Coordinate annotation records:
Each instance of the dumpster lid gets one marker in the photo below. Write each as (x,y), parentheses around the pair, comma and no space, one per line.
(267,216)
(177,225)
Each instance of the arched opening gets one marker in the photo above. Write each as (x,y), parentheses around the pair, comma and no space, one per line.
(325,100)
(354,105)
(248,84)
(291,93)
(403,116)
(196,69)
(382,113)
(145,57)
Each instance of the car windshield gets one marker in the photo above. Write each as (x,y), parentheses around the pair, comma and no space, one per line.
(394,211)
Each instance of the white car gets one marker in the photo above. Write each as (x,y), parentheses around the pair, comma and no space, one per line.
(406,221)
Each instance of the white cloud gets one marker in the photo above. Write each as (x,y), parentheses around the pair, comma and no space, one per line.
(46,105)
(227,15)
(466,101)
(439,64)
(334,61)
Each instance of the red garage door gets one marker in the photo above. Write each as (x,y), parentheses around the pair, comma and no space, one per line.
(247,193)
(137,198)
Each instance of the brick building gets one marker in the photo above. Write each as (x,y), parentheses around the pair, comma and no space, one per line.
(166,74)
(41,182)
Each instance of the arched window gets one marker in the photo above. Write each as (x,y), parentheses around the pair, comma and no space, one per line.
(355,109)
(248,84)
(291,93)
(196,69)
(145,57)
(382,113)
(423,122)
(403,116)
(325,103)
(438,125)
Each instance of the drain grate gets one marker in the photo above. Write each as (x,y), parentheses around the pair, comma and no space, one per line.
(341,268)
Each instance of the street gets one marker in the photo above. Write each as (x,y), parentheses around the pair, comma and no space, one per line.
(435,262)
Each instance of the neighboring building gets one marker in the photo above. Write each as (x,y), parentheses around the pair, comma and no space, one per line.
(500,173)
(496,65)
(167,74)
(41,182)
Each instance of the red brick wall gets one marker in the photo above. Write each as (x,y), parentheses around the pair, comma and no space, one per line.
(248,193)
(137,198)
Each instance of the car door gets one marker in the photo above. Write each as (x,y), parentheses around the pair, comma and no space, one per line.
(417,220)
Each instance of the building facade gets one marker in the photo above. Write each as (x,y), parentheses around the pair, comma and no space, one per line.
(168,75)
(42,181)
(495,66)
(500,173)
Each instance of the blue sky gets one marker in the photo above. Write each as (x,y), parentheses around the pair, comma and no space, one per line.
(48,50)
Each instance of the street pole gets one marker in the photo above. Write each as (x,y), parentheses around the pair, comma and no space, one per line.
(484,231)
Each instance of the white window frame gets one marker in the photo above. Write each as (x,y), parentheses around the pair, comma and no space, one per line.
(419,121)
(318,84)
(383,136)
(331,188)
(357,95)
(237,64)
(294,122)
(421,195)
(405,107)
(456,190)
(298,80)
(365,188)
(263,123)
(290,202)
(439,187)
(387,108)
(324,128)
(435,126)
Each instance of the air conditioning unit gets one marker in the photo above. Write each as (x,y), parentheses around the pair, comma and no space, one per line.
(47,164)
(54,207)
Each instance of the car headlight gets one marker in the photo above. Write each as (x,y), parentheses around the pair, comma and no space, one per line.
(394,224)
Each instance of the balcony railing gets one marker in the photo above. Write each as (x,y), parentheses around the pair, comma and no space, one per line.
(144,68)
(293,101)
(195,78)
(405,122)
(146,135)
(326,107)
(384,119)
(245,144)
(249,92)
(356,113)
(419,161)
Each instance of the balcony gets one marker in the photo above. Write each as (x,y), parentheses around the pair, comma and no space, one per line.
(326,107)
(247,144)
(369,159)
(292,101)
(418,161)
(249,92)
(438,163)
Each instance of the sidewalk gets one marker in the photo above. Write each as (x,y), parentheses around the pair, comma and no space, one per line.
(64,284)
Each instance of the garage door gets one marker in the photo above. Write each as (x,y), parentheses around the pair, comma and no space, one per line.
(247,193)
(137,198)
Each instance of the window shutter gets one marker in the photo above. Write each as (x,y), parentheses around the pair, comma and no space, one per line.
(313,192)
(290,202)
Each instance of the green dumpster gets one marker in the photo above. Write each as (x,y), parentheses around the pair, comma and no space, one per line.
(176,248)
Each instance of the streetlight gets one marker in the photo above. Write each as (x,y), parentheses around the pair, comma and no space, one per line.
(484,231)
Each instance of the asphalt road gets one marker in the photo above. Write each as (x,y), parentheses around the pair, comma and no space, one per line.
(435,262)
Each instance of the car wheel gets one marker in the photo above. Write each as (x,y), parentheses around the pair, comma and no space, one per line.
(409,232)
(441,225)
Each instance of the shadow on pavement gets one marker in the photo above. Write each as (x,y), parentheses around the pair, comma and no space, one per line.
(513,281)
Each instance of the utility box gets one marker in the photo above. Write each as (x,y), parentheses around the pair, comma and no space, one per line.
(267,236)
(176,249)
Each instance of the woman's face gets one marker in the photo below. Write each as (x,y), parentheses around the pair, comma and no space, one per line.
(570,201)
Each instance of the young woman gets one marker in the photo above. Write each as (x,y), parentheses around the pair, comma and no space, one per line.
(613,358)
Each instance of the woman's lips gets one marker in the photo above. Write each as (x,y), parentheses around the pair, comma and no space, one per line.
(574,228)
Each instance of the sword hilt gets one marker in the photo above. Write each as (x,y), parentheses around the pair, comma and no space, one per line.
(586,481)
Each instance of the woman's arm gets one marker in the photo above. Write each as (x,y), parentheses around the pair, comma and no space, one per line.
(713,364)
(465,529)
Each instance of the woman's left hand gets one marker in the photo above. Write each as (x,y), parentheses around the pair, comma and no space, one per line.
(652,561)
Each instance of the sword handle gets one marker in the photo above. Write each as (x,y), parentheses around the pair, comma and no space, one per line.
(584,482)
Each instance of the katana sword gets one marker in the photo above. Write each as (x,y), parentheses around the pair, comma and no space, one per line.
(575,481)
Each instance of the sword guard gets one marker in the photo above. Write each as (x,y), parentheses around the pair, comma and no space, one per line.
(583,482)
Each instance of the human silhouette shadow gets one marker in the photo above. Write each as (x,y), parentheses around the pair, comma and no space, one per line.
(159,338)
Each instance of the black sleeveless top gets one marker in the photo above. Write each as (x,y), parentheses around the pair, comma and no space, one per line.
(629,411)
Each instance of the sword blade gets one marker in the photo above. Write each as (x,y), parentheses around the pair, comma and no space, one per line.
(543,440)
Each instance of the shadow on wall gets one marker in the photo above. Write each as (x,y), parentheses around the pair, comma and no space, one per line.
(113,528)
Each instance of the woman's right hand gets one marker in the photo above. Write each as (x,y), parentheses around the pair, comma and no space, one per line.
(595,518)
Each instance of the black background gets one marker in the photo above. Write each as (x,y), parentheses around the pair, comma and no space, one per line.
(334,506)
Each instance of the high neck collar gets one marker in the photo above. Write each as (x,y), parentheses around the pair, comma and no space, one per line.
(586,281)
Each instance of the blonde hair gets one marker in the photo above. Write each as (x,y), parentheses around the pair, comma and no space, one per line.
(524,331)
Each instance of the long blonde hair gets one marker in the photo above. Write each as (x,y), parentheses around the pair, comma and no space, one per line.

_What is required_
Copy out all of the records above with nothing altered.

_Full answer_
Each instance of the dumpster lid gets one marker in the photo below. Write each as (x,y), parentheses around the pair, comma and no space, one per line.
(267,216)
(177,225)
Each instance of the arched opening gets one marker in the photo above. Write each as (x,y), parentheses around the pair, comma and no space, one per line.
(325,100)
(354,105)
(248,84)
(291,93)
(403,116)
(196,69)
(382,113)
(145,57)
Each instance of the car windshield gets one marker in the photo above. Write each as (x,y), parentheses around the pair, comma and no space, one per line.
(394,211)
Each instance of the white car gets one marker in the photo above. Write each as (x,y), parentheses around the pair, comma and no space, one per line.
(406,221)
Each instance of the white cloud gets one marker in the photo above. Write each as (x,y), parentheses around the pair, comma and no space, one per line.
(46,105)
(227,15)
(466,101)
(439,64)
(334,61)
Each instance of the red garage door gets one marker in the photo above. Write each as (x,y), parentheses around the pair, comma and no space, one per line.
(247,193)
(137,198)
Each instance of the brick building gets one marker in the photo above. Write each as (x,y), parentheses around the pair, comma and no space, one per line.
(166,74)
(41,182)
Each instance of the arched window gets one marker in the photo above. Write each as (x,y), parentheses around the pair, comma and no space, one per line.
(355,109)
(248,84)
(291,93)
(196,69)
(145,57)
(382,113)
(423,122)
(403,116)
(325,103)
(438,125)
Each instance of the drain grate gets one marker in the photo above. Write each as (x,y), parentheses around the pair, comma and no space, one per line.
(341,268)
Each instance of the street gets one marker in the photo above. Write each as (x,y), parentheses around the pair, comma and no space, one per line.
(435,262)
Each instance of the neighboring building gets one marker in the photo above. Write each as (x,y), parentheses around the pair, comma and no space, one per line.
(500,173)
(496,65)
(167,74)
(41,182)
Each instance of the red brick wall gets one marker in the photo above. Write each as (x,y), parentheses around the pair, comma and no space, one per line.
(248,193)
(137,198)
Each instance of the car door gets one marker in the photo above. Write each as (x,y), parentheses around the pair, comma and no space, one per line.
(417,220)
Each instance of the building facade gets one marker in the photo above. Write each as (x,y), parentheses around the pair, comma and no space, one per line.
(168,75)
(42,181)
(495,66)
(500,173)
Each instance of the blue sky gets one marker in the photo above. Write each as (x,y), parentheses around the pair, comma and no space, one per line.
(48,50)
Each instance of the street pole gets one marker in the photo above. Write each as (x,y), parentheses around the pair, comma and no space, one per line.
(484,231)
Each instance of the white window frame gets one marker in the photo above. Write each as (x,y), parentheses around the pair, comma and no space, one per line.
(419,121)
(318,84)
(383,136)
(331,188)
(357,95)
(237,64)
(294,122)
(421,195)
(405,107)
(456,190)
(298,80)
(365,188)
(263,123)
(290,202)
(439,187)
(387,108)
(324,128)
(435,126)
Each instance of the air conditioning unit gets one marker in the photo above. Write each as (x,y), parentheses around the pair, comma and no space, one per line.
(47,164)
(54,207)
Each instance of the car headlight gets one marker in the photo above. Write each as (x,y), parentheses around the pair, comma and no space, one per line.
(394,224)
Each instance of the balcony railing gets one marker in the photo above. Write each as (x,y), parentheses around the pair, comma and no space, one per line.
(144,68)
(293,101)
(195,78)
(405,122)
(146,135)
(326,107)
(384,119)
(245,144)
(249,92)
(356,113)
(419,161)
Each instance of the balcony gets one marker in the photo above. Write each as (x,y), parentheses around the pair, comma and no space, one per line.
(326,107)
(247,144)
(369,159)
(292,101)
(418,161)
(249,92)
(438,163)
Each instance of the sidewalk gets one marker in the photo above. Write each as (x,y), parentheses around the pair, comma and no space, one per line.
(64,284)
Each instance of the garage door gets one marker in the photo above. Write each as (x,y), parentheses around the pair, comma and no space, one per line.
(247,193)
(137,198)
Each instance of the window shutter gets one marker in the photo above. Write each as (x,y), parentheses around the pair, comma and no space, one per line.
(313,192)
(290,202)
Each instance of the green dumpster gets one marker in the photo above. Write each as (x,y), parentheses around the pair, comma and no space, one per line.
(176,248)
Each instance of the streetlight gets one marker in the photo above. Write each as (x,y), parentheses around the pair, comma and no space, one per line.
(484,231)
Each instance of the asphalt road gets one marker in the photo above. Write each as (x,y), parentheses around the pair, comma and no space, one per line.
(435,262)
Each instance of the car wheel gets one marker in the photo above. Write each as (x,y), parentheses around the pair, comma and no space, one per line.
(409,232)
(441,225)
Each instance of the shadow on pavement gets one marker in the photo above. Write each as (x,y), parentheses around the pair, comma and no space, one per line.
(513,281)
Each instance of the utility box gets one marker in the photo above. Write each as (x,y), parentheses around the pair, comma and no space, one per line.
(267,236)
(176,249)
Each instance of the woman's face gets one marker in the photo below. Write each as (x,y), parentheses around the pair, comma and no space, one per line.
(570,201)
Each instance of the young woman gets one marker in the photo above. Write each as (x,y), parentheses around the pair, comma and no space, one per line.
(613,358)
Each instance of the woman's lips gets one marker in the photo above. Write each as (x,y), parentheses around the pair, comma and no space, one per line.
(574,228)
Each instance of the sword hilt gets one marker in the photo above. Write each as (x,y), parentheses around the pair, comma and no space, one per line.
(586,481)
Each instance of the woman's arm gets one marker in the photo above. Write each as (x,y), parentheses around the pair, comma and no space, one per line.
(713,364)
(465,529)
Each instance of the woman's left hand gets one marker in the photo above. Write each as (x,y), parentheses around the pair, comma and no space, one per line.
(652,561)
Each instance of the sword handle gets one marker in the photo above. Write each as (x,y), parentheses around the pair, comma and no space, one per line.
(584,482)
Each instance of the katana sword gets one marker in the photo above. Write each as (x,y), parentheses around the pair, comma and no space, one per line.
(575,481)
Each instance of the sword guard gets one marker in the photo above. Write each as (x,y), parentheses around the pair, comma and no space, one per line.
(583,482)
Each instance of the human silhouette shadow gets one marker in the photo above. Write each as (x,y), parentheses around the pair, comma and no space, one per line.
(159,338)
Each instance of the black sleeveless top gets one marker in the photo above. Write each as (x,y), parentheses around the pair, comma and no space, one per line.
(629,411)
Each instance of the sword blade gets one marker in the photo above. Write each as (x,y), parentheses around the pair, comma and no space, one per line.
(543,440)
Each instance of the shadow on wall gets one marker in the photo above. Write each as (x,y), parentheses around the pair, comma and no space, one per line.
(113,528)
Each instance of the woman's right hand gets one marker in the photo above. Write each as (x,y), parentheses around the pair, comma and no space, one per line.
(595,518)
Each instance of the black background gets one marker in the photo above. Write each as (x,y), parentheses around the pair, comma and no space, one per line.
(334,506)
Each instance of the high neck collar gets one marker in the photo above. Write each as (x,y), parentheses around the pair, comma and no space, one per line.
(586,281)
Each instance of the blonde hair gets one marker in the photo above. Write each as (x,y), parentheses around the pair, comma and no space, one per line.
(524,331)
Each instance of the long blonde hair gets one marker in the photo above. Write each as (x,y), parentheses around the pair, comma and no space, one per line.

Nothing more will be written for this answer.